### WHAT IS NEEDED
Transcribe word for word the lines below from the line with "Query: beige tiled floor" through the line with "Spot the round", ends included.

Stored records:

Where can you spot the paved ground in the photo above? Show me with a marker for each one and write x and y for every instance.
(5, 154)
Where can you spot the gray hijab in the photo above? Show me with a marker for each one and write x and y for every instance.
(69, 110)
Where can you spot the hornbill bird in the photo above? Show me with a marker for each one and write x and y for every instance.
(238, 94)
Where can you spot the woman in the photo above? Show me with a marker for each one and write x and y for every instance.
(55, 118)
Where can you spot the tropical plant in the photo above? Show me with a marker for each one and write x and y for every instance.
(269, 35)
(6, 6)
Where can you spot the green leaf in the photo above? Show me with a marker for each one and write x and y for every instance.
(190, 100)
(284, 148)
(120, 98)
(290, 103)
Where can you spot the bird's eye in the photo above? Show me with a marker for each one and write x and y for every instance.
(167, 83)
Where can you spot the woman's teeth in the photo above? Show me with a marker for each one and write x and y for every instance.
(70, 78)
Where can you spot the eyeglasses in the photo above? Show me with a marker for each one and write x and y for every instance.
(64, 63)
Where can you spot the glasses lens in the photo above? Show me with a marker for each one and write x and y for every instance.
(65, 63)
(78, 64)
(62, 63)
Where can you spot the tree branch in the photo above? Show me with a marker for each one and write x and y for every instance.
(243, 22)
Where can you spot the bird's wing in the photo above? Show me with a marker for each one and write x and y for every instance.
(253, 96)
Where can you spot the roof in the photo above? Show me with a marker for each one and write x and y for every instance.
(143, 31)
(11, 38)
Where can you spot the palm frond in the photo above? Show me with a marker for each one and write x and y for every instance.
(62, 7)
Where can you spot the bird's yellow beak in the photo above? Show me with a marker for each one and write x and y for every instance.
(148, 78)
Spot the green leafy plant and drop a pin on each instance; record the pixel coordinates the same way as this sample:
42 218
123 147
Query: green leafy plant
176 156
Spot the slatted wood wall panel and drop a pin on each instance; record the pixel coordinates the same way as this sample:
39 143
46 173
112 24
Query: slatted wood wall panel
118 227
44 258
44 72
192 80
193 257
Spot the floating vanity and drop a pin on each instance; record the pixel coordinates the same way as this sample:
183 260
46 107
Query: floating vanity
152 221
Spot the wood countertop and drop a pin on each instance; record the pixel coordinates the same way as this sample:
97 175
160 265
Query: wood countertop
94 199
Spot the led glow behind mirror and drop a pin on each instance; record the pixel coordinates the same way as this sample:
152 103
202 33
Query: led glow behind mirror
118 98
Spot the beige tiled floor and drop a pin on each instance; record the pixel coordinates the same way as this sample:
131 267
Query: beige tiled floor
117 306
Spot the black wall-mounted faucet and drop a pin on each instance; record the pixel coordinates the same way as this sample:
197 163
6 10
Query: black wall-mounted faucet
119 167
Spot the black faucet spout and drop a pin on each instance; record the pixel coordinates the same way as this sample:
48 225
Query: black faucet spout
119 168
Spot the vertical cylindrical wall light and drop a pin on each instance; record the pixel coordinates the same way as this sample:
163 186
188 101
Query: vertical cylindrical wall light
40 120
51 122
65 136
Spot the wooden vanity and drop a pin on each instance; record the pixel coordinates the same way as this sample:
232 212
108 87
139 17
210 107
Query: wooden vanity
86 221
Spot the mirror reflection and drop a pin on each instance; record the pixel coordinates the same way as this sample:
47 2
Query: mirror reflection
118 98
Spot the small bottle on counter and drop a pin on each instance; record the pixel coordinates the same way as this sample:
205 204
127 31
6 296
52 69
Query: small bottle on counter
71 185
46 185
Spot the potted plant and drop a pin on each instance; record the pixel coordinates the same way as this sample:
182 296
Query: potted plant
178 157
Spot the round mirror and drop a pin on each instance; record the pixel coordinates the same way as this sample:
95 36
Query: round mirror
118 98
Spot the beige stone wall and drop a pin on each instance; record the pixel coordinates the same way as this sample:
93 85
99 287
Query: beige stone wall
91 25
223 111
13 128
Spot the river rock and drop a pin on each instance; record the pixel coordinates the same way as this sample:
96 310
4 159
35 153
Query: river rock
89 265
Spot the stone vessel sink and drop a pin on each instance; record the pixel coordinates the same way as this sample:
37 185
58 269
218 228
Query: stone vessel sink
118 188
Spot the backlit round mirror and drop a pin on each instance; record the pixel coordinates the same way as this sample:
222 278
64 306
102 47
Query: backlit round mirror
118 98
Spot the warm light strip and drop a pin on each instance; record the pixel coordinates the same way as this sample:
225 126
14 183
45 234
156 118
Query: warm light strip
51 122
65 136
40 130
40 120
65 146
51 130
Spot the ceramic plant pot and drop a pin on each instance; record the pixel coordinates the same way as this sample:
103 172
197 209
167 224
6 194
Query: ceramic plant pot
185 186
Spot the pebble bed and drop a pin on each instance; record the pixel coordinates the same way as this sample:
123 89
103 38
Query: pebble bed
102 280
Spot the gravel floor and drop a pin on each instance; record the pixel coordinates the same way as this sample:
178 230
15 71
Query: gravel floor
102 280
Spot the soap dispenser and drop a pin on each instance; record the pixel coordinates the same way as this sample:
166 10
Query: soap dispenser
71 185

--

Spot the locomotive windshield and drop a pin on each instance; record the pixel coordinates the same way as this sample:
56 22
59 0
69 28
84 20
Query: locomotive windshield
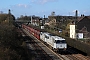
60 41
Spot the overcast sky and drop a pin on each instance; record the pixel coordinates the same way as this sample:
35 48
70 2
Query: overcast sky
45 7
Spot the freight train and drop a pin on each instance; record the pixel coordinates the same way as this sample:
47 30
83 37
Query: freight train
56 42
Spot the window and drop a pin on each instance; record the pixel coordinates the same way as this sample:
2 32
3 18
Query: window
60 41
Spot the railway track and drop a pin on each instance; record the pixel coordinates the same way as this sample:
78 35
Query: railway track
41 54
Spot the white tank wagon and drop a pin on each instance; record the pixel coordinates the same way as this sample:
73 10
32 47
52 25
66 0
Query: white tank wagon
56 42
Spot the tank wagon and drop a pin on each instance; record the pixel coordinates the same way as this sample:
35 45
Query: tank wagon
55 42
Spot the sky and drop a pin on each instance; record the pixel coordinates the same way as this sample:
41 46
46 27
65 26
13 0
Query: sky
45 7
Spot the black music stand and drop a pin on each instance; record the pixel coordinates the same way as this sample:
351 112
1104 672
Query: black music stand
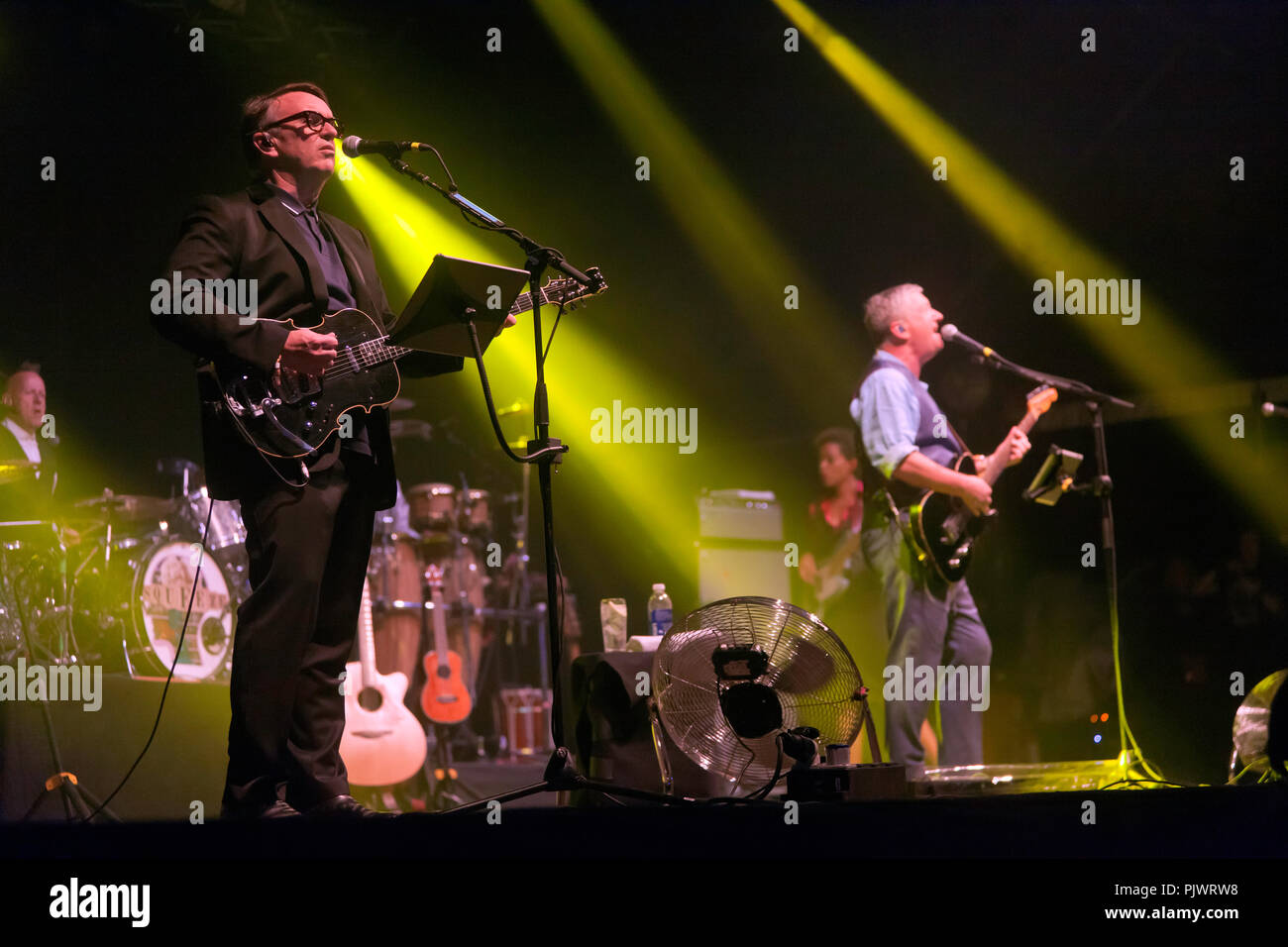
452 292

### OUTPUT BELOW
Query: beige tiled floor
117 306
Spot the black wall-mounted faucet and drop a pin on each instance; record the pixel coordinates the same way as this sample:
197 163
6 10
Query: black wall-mounted faucet
119 167
Spot the black faucet spout and drop a pin on each instance; record the pixel coordinates the same way as this sample:
48 225
Query: black faucet spout
119 168
Spot the vertical cylindrical wall light and drop a pin on each instance; record the pixel coordinates the same way as this sample:
163 186
188 101
Query: vertical cylindrical wall light
40 120
51 122
65 136
Spot the wooden vanity and drop a pin on each instance; record the pixel coordinates the same way as this sample:
232 212
108 87
139 17
210 107
Query: wooden vanity
86 221
Spot the mirror reflection and drop a pin on each instance; record the pixel coordinates the same way as this sample:
47 2
Query: mirror reflection
118 98
Spot the small bottle on counter and drop a pin on each instance; record the pixel coordinates the same way as this sample:
205 204
127 31
6 296
52 69
Query: small bottle on counter
71 185
46 185
Spot the potted plant and drop a pin on each instance; record the pixel coordinates the same way as this sample:
182 296
Query: potted plant
178 157
Spot the round mirror and drop a pin on each instance; record the pixel coordinates the same way as this sample:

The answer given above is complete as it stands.